WHAT THIS TASK INVOLVES — In the data below, set down exactly the lines from the one containing "Target: cloud bank" up to and including the one containing "[[717, 307]]". Leave the pictures out.
*** Opening of DATA SHOWN ***
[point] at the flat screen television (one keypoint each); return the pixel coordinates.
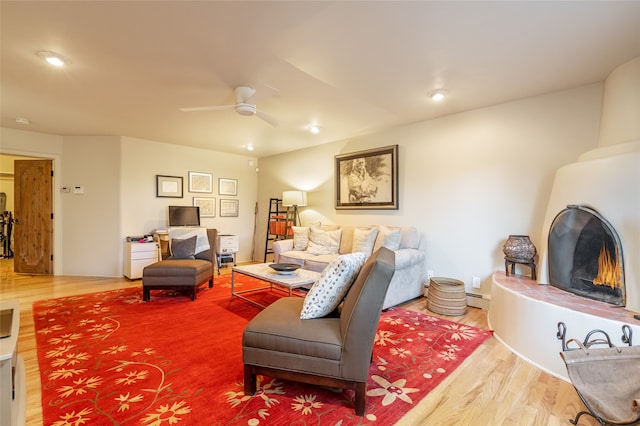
(184, 216)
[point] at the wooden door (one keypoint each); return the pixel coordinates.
(33, 217)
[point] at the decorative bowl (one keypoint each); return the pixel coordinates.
(284, 268)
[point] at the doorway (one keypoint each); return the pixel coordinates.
(28, 184)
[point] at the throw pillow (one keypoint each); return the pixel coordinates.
(334, 282)
(324, 242)
(183, 249)
(300, 237)
(388, 237)
(364, 239)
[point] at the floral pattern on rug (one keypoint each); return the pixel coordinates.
(110, 358)
(413, 352)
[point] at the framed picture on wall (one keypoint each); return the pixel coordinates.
(169, 186)
(207, 206)
(227, 186)
(367, 179)
(200, 182)
(229, 208)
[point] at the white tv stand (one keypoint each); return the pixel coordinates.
(13, 394)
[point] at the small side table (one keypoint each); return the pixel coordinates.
(510, 263)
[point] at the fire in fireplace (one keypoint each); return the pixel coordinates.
(585, 255)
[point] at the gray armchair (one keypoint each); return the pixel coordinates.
(328, 351)
(182, 274)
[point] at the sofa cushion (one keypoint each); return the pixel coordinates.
(388, 237)
(318, 263)
(183, 249)
(364, 239)
(324, 242)
(334, 282)
(300, 237)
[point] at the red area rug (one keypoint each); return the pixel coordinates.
(110, 359)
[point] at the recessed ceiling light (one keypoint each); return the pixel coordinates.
(438, 95)
(53, 58)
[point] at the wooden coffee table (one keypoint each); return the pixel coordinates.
(277, 281)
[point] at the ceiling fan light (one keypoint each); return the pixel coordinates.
(246, 109)
(53, 58)
(438, 95)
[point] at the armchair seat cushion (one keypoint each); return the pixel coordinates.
(181, 274)
(280, 329)
(172, 268)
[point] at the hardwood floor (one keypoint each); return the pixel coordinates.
(492, 386)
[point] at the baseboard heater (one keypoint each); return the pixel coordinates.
(478, 301)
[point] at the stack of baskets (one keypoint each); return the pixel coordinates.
(446, 296)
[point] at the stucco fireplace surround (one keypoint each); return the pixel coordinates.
(524, 313)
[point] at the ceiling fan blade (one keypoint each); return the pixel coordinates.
(208, 108)
(266, 117)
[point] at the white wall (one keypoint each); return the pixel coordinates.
(91, 221)
(621, 105)
(142, 212)
(118, 176)
(467, 181)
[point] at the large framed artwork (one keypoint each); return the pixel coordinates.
(169, 186)
(367, 179)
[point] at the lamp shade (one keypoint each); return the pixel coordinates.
(294, 198)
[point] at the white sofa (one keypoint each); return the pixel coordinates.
(407, 281)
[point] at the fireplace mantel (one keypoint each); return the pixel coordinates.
(524, 316)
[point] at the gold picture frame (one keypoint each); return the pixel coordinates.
(367, 179)
(168, 186)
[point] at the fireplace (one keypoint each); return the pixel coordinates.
(585, 255)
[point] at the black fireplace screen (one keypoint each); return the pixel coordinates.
(585, 256)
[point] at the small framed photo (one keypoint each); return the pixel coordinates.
(228, 208)
(207, 206)
(200, 182)
(227, 186)
(169, 186)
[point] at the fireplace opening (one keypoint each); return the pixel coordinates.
(585, 256)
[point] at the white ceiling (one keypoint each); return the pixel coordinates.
(350, 67)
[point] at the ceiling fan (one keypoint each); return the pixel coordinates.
(245, 104)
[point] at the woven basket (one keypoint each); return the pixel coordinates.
(446, 296)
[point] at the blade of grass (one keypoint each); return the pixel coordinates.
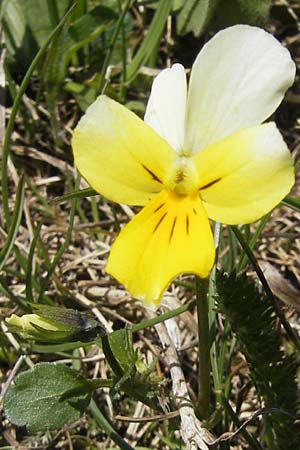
(82, 193)
(107, 427)
(152, 37)
(112, 46)
(14, 111)
(14, 225)
(289, 331)
(63, 247)
(29, 275)
(243, 261)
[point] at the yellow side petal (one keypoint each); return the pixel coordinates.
(245, 175)
(171, 235)
(119, 155)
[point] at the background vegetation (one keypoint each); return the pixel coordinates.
(55, 234)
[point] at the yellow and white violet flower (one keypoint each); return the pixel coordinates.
(199, 154)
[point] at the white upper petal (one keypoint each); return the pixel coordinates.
(165, 111)
(237, 81)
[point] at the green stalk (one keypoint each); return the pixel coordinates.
(289, 330)
(107, 427)
(204, 348)
(112, 46)
(212, 292)
(14, 111)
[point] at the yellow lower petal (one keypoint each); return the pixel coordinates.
(245, 175)
(171, 235)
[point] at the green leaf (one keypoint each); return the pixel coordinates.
(253, 320)
(195, 16)
(252, 12)
(41, 397)
(152, 38)
(132, 376)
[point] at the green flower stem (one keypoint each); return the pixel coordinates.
(204, 348)
(212, 292)
(104, 425)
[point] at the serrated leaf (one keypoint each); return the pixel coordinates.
(195, 15)
(131, 374)
(40, 398)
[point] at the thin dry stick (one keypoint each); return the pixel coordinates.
(192, 432)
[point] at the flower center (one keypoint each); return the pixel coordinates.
(183, 178)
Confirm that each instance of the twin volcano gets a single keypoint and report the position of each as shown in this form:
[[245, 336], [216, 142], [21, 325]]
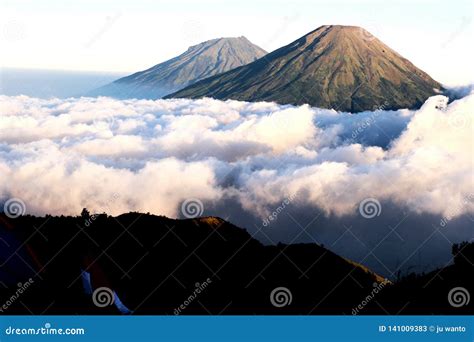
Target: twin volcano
[[339, 67]]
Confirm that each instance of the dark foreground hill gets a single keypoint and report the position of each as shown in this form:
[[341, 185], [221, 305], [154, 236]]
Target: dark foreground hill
[[157, 265], [198, 62], [339, 67]]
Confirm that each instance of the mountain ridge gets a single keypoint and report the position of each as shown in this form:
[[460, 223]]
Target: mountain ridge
[[334, 66], [197, 62]]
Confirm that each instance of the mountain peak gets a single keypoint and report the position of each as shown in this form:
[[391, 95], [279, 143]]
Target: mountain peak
[[199, 61], [334, 66]]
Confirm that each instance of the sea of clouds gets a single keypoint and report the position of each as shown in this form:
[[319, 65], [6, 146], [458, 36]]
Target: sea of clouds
[[61, 155]]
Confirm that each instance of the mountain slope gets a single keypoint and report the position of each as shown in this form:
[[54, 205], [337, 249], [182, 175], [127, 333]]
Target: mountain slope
[[198, 62], [164, 259], [340, 67]]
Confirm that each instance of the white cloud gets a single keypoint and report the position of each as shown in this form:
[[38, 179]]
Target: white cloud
[[109, 155]]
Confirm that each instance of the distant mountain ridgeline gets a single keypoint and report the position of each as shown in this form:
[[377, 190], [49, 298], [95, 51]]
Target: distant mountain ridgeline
[[157, 265], [198, 62], [341, 67]]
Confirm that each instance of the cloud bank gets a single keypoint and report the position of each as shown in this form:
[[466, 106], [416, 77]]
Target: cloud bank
[[59, 156]]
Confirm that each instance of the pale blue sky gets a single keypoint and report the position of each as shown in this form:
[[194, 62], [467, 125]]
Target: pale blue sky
[[119, 35]]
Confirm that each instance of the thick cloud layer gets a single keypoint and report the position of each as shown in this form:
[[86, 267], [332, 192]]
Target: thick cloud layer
[[61, 155], [250, 161]]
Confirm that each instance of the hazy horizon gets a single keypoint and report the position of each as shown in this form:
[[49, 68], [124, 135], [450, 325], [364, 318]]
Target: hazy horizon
[[116, 36]]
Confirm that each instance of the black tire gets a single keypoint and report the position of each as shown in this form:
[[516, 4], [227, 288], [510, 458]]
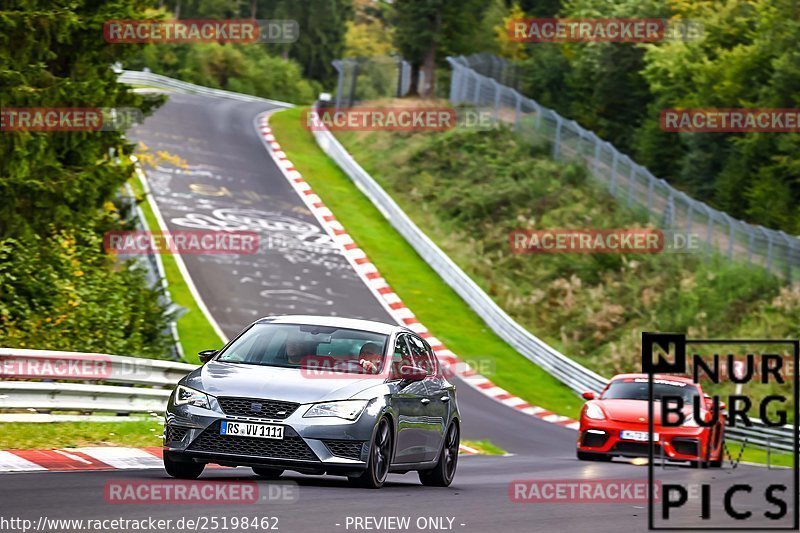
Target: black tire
[[589, 456], [182, 469], [380, 458], [267, 473], [445, 470]]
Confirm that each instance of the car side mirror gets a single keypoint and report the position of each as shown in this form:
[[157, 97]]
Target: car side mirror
[[412, 373], [206, 355]]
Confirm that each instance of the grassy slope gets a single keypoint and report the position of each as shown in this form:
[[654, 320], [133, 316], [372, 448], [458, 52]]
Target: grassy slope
[[433, 302], [194, 331]]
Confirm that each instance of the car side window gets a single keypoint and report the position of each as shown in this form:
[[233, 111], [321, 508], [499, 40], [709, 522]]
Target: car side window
[[401, 355], [421, 355]]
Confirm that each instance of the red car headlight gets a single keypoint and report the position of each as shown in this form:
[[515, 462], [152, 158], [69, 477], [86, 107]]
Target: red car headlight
[[594, 412]]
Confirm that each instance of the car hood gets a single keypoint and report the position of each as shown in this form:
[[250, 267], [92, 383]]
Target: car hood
[[274, 383], [633, 411]]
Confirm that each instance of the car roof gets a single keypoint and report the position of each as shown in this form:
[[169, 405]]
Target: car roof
[[334, 321], [682, 379]]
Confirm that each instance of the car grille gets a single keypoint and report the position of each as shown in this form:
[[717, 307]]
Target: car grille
[[173, 433], [345, 448], [686, 446], [287, 448], [637, 448], [253, 407], [593, 439]]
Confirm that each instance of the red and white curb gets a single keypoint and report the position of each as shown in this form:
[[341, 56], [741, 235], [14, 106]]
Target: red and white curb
[[369, 273], [80, 459]]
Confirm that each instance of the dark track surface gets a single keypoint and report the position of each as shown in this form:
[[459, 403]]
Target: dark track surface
[[217, 139], [231, 181]]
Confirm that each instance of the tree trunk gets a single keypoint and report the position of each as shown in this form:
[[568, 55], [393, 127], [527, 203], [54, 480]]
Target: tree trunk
[[429, 68]]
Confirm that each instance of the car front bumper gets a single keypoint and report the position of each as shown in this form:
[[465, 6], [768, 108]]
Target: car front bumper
[[312, 445], [682, 443]]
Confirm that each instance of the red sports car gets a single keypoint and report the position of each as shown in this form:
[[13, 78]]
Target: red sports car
[[615, 422]]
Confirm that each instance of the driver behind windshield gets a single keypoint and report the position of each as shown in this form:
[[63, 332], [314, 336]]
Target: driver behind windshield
[[369, 357]]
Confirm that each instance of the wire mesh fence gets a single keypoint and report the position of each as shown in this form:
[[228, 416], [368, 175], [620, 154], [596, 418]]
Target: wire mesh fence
[[361, 79], [483, 81]]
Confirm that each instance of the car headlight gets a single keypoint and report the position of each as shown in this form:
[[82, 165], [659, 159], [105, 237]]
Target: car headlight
[[347, 409], [593, 411], [185, 395], [689, 420]]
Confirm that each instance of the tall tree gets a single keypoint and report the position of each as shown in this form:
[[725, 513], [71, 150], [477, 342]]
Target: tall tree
[[426, 31]]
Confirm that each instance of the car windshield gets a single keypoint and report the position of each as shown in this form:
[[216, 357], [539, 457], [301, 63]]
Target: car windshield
[[637, 389], [308, 347]]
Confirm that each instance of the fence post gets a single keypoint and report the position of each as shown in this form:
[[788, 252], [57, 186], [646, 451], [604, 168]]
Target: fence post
[[769, 251], [710, 229], [338, 66], [731, 236], [557, 136], [631, 183], [650, 185], [476, 92], [596, 165], [669, 211], [496, 101], [614, 171]]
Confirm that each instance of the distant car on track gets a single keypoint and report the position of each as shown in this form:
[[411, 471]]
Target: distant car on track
[[317, 395], [614, 423]]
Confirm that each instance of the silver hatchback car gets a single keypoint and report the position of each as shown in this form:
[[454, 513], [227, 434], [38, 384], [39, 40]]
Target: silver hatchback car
[[317, 395]]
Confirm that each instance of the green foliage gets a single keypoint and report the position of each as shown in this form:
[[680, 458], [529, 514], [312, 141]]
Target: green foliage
[[58, 289], [244, 68], [747, 57], [323, 24], [469, 189], [63, 293]]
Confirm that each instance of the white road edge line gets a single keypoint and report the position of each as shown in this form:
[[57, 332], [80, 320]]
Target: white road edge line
[[178, 259]]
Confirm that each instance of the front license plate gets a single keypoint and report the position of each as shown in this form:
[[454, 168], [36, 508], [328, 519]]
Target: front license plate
[[259, 431], [641, 436]]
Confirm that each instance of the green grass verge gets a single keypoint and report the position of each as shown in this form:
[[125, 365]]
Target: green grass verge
[[431, 299], [194, 331], [136, 433], [484, 447]]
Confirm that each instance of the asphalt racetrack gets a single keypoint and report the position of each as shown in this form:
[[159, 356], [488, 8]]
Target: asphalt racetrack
[[231, 180]]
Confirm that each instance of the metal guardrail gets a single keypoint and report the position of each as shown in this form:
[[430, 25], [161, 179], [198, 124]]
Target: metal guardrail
[[572, 374], [51, 395], [133, 77]]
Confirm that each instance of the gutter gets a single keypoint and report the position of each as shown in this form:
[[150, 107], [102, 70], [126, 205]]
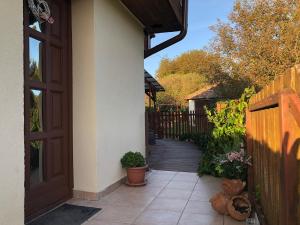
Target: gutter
[[150, 51]]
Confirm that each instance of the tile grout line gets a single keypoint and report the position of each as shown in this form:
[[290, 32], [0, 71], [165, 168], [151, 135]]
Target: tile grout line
[[154, 198], [187, 201]]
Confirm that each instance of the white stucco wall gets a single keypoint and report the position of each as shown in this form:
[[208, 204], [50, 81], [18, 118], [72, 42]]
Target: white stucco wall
[[109, 104], [84, 96], [11, 111]]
*** Close of DATA SHOWN ***
ANSWER TO THE PROBLEM —
Target: cloud bank
[[59, 156]]
Confirm that each instance of the pale blue sky gets a single keypoint and report the position of each as shown in this form:
[[194, 62], [467, 125]]
Target: pale blue sky
[[119, 35]]
Confirm that each instance of the thick cloud layer gets a single keypoint and report the position of each as shown in this form:
[[86, 267], [332, 192]]
Target: thick cloud layer
[[61, 155], [250, 161]]
Confirm that each instance of the hazy horizon gets a single keypoint and report the position of each as shown in this form:
[[49, 68], [124, 135], [450, 325], [364, 318]]
Target: hazy horizon
[[116, 36]]
Confirm that each instance of the black tire gets a single keypoint and report the position of each as shown in this form:
[[516, 4], [227, 288], [510, 458]]
Target: black tire
[[589, 456], [182, 469], [380, 458], [267, 473], [445, 470]]
Confirm that each instance of the car side mirror gets a single keypoint and report the position of each as shown in this form:
[[157, 97]]
Target: car side mirror
[[412, 373], [206, 355]]
Confirm that each instance of the grassy slope gets a single keypoint and report the position of each as shown in this form:
[[654, 320], [133, 316], [372, 448], [458, 52]]
Target: grassy slope
[[433, 302], [194, 331]]
Confirm that each instance of the car side window gets a single keypoint and report the position of each as shown in this form:
[[233, 111], [321, 508], [499, 40], [709, 522]]
Target: car side window
[[401, 355], [421, 355]]
Confirm that each instance of the red car headlight gets a single keypoint and report the position of each as shown in this form:
[[515, 462], [152, 158], [69, 477], [86, 107]]
Target: red car headlight
[[594, 412]]
Confirm that each instance of the car hood gets a single keypoint and report the position of each as shown in this form:
[[250, 267], [92, 383]]
Target: car hood
[[274, 383], [633, 411]]
Confirm that each instance of the car roof gets a single keypoint and report the position of each as shown in this form:
[[169, 405]]
Target: car roof
[[334, 321], [682, 379]]
Confirm that each instance of the car grille gets a single keypoint and report the position of each as shown in this form:
[[717, 307]]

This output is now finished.